▶ [What you will do]:
Below are some records; output exactly the lines from the line with "the bird's foot." to the line with "of the bird.", both ends kept, and nothing more.
□ □ □ □
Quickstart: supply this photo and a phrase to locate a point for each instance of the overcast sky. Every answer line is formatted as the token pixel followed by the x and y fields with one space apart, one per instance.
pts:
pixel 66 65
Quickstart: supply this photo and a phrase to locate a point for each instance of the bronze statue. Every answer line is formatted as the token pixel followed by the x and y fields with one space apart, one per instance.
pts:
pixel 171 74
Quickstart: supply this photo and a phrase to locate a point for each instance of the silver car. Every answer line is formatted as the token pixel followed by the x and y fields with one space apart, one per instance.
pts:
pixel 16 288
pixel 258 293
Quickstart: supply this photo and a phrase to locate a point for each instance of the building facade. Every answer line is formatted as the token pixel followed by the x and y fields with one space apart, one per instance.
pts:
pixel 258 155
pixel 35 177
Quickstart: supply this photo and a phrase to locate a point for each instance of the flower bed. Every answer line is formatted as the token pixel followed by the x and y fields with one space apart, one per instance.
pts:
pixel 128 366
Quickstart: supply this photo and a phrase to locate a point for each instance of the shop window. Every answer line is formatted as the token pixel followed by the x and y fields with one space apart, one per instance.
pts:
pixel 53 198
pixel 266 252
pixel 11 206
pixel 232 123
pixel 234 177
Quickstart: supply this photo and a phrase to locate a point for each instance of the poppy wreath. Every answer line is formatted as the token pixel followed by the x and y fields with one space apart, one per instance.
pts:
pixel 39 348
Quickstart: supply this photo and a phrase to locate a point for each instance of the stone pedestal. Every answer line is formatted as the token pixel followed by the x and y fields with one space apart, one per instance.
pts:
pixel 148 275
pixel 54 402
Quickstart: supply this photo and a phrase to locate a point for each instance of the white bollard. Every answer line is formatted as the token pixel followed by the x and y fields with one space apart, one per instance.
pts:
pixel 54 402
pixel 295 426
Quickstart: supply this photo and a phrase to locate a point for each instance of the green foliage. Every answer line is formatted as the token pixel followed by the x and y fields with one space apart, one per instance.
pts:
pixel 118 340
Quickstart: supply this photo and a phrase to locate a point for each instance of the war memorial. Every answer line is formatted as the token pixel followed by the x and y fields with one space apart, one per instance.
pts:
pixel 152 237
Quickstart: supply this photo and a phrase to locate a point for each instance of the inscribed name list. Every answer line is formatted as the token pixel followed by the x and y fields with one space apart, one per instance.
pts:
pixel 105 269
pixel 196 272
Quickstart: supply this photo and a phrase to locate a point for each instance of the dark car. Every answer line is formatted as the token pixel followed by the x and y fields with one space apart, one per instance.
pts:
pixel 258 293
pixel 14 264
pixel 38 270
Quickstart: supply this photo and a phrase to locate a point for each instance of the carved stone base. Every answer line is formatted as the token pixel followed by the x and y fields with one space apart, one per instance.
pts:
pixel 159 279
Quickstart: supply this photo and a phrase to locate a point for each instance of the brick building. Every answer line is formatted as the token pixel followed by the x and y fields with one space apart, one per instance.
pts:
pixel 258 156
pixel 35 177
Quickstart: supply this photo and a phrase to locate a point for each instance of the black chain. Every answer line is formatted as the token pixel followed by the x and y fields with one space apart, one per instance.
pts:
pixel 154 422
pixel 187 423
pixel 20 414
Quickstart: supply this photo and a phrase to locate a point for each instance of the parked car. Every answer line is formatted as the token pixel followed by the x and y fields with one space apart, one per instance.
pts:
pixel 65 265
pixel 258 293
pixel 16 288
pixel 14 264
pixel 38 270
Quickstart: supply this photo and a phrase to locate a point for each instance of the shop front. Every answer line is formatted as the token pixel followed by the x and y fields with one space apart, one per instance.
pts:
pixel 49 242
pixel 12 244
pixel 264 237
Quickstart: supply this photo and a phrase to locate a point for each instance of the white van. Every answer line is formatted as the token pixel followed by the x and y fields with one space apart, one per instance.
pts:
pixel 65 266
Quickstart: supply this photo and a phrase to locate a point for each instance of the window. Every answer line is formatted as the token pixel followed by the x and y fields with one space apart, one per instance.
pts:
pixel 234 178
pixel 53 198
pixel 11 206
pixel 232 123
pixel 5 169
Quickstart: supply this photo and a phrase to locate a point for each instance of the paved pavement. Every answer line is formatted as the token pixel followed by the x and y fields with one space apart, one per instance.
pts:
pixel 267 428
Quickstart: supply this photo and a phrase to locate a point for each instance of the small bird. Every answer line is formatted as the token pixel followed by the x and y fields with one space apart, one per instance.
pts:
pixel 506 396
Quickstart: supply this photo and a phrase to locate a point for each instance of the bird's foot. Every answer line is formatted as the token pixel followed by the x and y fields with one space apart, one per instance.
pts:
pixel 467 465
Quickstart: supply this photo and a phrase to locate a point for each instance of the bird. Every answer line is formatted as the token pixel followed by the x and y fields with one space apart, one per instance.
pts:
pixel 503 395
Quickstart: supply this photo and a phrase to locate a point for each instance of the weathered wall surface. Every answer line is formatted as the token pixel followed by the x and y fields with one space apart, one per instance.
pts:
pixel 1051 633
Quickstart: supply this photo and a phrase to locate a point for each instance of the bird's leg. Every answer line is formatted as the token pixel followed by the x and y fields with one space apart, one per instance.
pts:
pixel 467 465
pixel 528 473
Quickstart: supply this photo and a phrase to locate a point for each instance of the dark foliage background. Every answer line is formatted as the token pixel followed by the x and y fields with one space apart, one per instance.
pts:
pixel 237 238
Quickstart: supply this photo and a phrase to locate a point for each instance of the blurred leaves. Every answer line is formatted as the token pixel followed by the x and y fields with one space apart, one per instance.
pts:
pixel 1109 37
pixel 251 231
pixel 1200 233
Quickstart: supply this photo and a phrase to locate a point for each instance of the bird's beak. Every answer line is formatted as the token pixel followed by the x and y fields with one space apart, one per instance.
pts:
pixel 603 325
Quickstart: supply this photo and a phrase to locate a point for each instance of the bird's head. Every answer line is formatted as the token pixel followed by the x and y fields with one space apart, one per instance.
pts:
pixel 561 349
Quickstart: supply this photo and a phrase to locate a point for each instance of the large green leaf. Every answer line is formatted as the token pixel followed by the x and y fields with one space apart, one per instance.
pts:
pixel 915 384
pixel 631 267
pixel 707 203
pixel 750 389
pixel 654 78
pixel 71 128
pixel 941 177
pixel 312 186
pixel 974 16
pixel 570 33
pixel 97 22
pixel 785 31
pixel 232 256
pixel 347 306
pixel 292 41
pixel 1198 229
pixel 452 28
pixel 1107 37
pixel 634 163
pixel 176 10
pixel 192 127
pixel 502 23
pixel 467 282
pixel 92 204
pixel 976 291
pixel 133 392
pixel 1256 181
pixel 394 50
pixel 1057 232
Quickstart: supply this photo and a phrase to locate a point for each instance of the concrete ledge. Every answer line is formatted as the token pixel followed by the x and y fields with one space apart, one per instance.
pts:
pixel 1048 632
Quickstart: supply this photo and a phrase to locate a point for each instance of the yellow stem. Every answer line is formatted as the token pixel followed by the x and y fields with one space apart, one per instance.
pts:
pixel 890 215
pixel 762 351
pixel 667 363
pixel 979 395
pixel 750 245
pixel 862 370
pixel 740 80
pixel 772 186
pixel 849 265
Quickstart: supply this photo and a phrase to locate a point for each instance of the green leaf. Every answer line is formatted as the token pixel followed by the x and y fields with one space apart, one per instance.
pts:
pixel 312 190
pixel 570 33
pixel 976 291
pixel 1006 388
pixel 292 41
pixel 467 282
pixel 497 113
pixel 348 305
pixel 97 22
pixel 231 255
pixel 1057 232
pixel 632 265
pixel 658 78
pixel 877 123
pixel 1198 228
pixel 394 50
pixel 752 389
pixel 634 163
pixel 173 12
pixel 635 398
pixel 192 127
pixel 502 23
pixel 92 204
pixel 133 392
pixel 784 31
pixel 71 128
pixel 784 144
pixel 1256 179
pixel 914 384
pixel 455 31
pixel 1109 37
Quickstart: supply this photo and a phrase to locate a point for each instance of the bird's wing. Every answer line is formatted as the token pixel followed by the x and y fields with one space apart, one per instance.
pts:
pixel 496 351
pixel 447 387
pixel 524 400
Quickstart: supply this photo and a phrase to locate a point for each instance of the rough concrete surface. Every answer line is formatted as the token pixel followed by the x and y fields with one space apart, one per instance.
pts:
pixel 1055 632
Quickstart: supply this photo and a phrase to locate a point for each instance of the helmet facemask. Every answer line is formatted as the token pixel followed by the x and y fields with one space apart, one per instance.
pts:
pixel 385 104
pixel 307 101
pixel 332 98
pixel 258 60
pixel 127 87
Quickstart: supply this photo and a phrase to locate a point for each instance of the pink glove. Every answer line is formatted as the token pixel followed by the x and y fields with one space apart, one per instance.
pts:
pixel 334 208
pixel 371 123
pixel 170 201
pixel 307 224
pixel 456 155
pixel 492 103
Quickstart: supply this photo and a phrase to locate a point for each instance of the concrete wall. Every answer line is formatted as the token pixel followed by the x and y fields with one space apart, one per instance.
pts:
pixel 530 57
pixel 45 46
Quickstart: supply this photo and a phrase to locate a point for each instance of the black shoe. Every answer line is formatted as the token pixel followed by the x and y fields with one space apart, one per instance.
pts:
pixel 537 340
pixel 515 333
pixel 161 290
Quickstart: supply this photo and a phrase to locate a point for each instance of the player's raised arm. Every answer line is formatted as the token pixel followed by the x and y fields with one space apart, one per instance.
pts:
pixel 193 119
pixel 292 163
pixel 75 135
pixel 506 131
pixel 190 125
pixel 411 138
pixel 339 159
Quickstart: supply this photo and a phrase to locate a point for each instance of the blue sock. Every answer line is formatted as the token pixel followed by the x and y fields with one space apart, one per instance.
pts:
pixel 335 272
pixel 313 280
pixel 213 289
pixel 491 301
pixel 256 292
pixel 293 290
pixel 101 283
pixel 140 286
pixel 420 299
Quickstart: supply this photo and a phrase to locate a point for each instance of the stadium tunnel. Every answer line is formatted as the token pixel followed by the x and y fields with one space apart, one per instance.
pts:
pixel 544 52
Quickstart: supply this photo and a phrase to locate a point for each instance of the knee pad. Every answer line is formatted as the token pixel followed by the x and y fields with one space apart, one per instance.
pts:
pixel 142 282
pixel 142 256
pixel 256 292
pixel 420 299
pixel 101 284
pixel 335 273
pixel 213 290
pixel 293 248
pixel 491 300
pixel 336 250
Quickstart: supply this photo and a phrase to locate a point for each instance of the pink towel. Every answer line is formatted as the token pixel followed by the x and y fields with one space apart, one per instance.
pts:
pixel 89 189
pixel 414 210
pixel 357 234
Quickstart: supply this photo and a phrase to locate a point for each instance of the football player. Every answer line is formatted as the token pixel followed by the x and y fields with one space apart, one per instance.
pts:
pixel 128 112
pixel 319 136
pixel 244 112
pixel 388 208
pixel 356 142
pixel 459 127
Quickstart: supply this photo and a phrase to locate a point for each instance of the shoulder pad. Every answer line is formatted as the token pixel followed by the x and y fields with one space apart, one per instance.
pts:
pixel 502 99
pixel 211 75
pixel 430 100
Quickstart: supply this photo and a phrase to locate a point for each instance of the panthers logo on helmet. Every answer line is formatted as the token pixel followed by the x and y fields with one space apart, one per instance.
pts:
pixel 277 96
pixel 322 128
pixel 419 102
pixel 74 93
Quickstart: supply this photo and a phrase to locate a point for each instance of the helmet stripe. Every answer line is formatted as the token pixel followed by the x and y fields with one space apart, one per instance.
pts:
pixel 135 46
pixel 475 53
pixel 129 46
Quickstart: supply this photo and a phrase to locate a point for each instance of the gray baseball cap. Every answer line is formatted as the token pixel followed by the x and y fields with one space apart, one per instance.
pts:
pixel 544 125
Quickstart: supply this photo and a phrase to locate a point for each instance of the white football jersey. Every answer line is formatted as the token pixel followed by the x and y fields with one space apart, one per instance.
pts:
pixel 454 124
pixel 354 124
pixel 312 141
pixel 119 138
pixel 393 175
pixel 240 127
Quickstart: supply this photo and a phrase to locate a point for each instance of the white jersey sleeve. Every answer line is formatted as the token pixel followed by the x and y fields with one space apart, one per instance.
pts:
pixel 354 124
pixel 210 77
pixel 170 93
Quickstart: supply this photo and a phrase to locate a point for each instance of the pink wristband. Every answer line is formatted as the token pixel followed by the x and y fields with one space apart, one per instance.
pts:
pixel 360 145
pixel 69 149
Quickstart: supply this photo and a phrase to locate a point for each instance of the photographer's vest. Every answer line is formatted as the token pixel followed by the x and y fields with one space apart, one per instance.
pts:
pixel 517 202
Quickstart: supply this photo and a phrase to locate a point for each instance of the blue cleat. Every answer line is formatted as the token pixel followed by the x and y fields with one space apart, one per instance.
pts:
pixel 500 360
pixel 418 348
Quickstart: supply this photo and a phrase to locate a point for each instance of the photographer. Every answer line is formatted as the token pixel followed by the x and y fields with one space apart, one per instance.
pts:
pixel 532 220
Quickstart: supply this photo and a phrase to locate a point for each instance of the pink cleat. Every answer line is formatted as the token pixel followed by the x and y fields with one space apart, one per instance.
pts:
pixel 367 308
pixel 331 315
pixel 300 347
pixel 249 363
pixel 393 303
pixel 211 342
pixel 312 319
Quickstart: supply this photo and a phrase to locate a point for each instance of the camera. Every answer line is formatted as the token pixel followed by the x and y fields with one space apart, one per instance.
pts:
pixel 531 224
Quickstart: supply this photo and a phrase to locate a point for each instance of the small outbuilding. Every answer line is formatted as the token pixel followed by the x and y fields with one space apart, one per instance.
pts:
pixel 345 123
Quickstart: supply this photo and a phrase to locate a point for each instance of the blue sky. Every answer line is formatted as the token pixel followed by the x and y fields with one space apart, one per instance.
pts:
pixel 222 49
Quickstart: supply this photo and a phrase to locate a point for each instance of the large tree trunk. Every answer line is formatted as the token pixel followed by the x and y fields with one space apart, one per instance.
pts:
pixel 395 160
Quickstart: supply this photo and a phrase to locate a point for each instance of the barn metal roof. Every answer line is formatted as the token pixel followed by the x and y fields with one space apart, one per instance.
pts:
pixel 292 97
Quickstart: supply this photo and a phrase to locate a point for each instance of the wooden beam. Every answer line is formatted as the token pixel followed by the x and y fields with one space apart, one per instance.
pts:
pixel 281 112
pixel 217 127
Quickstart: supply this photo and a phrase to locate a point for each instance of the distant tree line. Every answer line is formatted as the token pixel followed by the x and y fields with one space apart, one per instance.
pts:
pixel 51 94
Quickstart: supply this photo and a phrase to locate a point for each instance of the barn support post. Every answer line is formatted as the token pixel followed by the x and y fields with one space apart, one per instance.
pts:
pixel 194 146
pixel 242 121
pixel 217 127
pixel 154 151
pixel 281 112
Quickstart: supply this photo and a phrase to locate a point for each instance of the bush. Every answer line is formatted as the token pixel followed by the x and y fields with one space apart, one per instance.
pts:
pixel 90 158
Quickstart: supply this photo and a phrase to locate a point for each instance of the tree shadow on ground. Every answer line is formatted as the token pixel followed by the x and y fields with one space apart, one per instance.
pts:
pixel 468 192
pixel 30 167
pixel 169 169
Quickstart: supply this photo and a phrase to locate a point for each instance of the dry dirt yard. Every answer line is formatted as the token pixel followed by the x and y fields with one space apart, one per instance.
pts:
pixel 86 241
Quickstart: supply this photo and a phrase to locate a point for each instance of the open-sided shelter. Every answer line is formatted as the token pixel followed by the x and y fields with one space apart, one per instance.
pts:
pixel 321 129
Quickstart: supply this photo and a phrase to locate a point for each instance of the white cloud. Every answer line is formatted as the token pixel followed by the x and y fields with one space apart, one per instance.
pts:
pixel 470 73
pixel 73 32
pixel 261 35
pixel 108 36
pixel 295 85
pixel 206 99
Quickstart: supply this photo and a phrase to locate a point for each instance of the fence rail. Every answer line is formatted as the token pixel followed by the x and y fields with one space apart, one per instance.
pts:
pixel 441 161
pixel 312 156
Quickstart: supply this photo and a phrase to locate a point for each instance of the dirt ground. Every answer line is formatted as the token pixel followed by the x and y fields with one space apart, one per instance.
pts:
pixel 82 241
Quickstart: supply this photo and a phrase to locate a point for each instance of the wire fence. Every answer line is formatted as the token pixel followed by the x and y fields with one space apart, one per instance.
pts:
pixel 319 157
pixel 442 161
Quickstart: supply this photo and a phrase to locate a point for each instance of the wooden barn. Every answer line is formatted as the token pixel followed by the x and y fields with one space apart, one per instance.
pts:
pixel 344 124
□ □ □ □
▶ [Response]:
Quickstart: supply this photo and a phrase to locate a point for each instance of the bird's foot. Every answer line is formatted as the token pixel followed by the x and y fields with one space apart, one per instance.
pts:
pixel 467 465
Quickstart: supply this photo and a phrase to locate a point for each instance of the bird. Every answer line is formatted as the token pixel followed by the x and y fields with one space apart, one per instance.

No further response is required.